Stored data entries
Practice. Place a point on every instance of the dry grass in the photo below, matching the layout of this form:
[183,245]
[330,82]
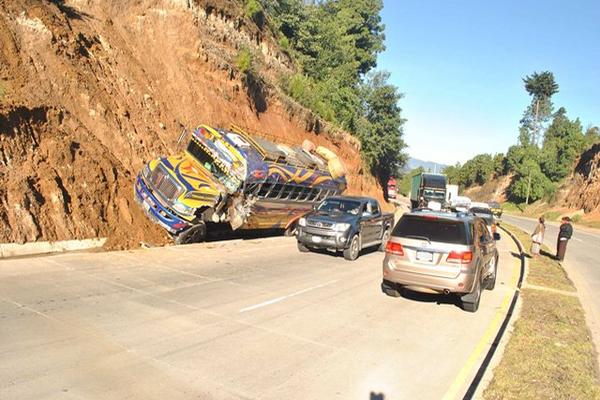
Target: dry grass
[550,354]
[543,270]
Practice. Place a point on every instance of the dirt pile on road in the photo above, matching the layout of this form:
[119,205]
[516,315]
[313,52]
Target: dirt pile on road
[90,90]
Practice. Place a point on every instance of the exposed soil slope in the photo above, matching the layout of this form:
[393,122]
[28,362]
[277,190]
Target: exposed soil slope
[90,90]
[584,190]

* TASK STATEMENT *
Only the lines that contain the string "above" are to be copied from the records.

* EXERCISE OUTPUT *
Practice. Place a point on every instance of the dirt pile on road in the photo above, matching the layout of this form:
Practice. Place a point on every instance of the exposed soil slope in the photo above, matching the layout of this form:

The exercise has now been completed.